Work required: Having located "Put one point on each instance of the white cloud." in the records below, repeat exactly the line it is on and all subsequent lines, ending with the last.

Available records:
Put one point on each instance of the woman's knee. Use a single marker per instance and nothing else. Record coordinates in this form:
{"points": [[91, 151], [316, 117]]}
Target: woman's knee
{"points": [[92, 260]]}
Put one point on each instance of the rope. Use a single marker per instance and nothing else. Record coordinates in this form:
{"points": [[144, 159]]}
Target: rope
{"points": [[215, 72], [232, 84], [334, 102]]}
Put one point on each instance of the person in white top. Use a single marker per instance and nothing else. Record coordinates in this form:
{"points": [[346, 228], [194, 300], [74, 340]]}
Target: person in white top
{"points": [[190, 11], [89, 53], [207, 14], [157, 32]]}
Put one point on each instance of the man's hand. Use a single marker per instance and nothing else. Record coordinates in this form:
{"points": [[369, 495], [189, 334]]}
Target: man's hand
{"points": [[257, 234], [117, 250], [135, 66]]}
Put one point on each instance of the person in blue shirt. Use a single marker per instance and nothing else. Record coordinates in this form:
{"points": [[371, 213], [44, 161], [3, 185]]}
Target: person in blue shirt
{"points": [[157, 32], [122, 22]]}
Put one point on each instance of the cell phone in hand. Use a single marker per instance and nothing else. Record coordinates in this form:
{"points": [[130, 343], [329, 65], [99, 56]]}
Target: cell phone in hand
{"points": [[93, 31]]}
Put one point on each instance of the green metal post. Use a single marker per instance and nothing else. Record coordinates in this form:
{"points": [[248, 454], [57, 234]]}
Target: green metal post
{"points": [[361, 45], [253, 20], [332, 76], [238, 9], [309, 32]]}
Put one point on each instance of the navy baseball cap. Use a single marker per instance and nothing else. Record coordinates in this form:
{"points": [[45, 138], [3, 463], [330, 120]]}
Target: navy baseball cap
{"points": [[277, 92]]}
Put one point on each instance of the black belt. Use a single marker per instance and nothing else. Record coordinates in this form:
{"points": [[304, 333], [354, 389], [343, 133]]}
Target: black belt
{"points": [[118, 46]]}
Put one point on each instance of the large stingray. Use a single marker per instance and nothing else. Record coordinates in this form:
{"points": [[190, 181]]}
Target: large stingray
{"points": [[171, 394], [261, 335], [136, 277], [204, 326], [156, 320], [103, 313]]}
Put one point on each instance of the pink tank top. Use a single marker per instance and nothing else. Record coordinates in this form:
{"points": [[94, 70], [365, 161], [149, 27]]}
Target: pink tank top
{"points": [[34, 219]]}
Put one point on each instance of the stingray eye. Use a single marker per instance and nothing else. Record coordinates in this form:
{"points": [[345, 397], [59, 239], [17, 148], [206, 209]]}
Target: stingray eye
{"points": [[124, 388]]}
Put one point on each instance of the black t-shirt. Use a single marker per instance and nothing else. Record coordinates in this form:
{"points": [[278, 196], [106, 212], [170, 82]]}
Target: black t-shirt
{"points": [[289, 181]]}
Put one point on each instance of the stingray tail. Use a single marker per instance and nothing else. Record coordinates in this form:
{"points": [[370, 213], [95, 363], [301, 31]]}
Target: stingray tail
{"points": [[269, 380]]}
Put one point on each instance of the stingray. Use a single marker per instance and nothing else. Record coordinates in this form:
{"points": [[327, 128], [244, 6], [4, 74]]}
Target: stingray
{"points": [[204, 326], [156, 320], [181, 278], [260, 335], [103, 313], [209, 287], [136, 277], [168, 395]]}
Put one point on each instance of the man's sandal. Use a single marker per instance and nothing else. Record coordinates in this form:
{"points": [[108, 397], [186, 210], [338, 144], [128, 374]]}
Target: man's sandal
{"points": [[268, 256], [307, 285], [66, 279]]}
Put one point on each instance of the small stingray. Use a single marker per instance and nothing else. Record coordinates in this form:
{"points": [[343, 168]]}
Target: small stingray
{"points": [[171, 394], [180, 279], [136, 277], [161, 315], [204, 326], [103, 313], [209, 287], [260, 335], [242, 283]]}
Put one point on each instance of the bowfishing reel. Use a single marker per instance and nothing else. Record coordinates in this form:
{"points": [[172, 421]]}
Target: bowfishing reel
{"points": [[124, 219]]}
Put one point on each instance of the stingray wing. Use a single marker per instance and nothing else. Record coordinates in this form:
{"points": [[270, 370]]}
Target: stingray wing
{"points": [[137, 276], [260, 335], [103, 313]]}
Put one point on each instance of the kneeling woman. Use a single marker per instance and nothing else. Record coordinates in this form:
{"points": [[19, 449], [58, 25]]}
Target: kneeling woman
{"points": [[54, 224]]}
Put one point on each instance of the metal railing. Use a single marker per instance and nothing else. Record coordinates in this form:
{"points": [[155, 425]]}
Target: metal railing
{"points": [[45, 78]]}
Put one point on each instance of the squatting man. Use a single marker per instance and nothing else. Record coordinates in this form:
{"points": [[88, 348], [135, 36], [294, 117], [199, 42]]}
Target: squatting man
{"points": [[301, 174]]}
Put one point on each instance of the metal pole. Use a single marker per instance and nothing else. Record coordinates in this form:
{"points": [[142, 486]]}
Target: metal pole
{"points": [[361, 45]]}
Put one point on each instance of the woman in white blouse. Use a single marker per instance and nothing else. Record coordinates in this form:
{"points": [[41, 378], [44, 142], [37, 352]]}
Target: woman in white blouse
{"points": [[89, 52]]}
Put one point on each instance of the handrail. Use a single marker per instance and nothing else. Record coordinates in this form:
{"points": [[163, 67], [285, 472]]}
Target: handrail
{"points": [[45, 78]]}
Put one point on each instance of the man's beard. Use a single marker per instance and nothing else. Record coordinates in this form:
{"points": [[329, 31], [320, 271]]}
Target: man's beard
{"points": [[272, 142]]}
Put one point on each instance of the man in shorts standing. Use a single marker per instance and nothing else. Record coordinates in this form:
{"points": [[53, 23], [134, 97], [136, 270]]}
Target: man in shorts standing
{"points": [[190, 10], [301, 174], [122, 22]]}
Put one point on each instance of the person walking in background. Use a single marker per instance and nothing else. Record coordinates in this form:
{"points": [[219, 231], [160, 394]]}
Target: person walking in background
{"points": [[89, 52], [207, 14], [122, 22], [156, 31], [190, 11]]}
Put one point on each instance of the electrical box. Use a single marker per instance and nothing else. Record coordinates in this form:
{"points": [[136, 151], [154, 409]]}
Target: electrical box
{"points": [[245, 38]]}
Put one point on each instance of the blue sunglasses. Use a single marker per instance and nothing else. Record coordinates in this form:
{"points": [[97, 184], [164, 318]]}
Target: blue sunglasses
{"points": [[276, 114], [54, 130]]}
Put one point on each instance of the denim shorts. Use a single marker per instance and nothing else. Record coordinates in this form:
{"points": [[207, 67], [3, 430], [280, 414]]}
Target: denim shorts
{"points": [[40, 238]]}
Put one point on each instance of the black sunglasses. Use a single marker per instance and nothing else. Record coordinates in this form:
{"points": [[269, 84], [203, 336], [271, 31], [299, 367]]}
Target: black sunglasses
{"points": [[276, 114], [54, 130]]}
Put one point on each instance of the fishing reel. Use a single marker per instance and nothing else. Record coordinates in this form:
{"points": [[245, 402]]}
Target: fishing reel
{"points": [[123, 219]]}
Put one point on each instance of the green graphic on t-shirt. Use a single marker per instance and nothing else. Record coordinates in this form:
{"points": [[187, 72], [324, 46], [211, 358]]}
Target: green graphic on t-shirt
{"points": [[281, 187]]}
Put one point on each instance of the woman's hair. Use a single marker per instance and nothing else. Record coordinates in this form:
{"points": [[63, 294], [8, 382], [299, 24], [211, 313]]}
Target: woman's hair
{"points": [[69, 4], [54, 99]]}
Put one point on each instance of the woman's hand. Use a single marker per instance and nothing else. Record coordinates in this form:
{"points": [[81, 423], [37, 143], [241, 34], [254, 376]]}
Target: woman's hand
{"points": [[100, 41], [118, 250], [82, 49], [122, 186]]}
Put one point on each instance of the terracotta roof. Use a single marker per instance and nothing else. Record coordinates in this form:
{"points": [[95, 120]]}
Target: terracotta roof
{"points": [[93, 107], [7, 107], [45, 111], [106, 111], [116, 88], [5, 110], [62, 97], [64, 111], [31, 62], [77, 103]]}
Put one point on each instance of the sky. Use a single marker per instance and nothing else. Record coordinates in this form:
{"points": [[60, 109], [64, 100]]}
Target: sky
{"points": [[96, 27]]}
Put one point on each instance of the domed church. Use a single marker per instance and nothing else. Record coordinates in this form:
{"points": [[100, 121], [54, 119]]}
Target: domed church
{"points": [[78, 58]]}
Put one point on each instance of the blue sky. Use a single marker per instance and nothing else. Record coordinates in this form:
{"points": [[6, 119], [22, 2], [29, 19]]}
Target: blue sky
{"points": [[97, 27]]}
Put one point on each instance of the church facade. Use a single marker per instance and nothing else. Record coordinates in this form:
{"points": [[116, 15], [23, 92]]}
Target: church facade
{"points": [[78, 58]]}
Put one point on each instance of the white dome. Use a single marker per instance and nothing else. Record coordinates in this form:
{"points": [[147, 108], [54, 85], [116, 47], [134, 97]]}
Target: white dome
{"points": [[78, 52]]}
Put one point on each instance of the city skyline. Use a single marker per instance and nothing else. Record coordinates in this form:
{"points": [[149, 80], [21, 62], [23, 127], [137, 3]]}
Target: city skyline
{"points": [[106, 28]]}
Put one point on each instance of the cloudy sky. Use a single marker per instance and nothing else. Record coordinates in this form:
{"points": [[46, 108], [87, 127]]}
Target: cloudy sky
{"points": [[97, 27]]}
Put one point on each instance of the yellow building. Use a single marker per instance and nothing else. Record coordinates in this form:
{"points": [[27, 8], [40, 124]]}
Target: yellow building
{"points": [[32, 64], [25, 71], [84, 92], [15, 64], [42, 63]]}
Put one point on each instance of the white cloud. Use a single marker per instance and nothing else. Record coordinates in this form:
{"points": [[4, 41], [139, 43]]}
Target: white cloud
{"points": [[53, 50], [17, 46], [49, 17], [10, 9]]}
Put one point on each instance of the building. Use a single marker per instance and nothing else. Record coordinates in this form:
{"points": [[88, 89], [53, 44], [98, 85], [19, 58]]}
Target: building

Reply:
Put one point on each instance of the white cloud. Use a single marker per instance and nothing else. Record coordinates in this form:
{"points": [[4, 41], [139, 43]]}
Target: white cloud
{"points": [[53, 50], [17, 46], [49, 17], [10, 9]]}
Put one point on each instance of the building. Use a single marker per instance and nothing else. Record coordinates in this form:
{"points": [[88, 89], [53, 44], [98, 85], [19, 58]]}
Target: building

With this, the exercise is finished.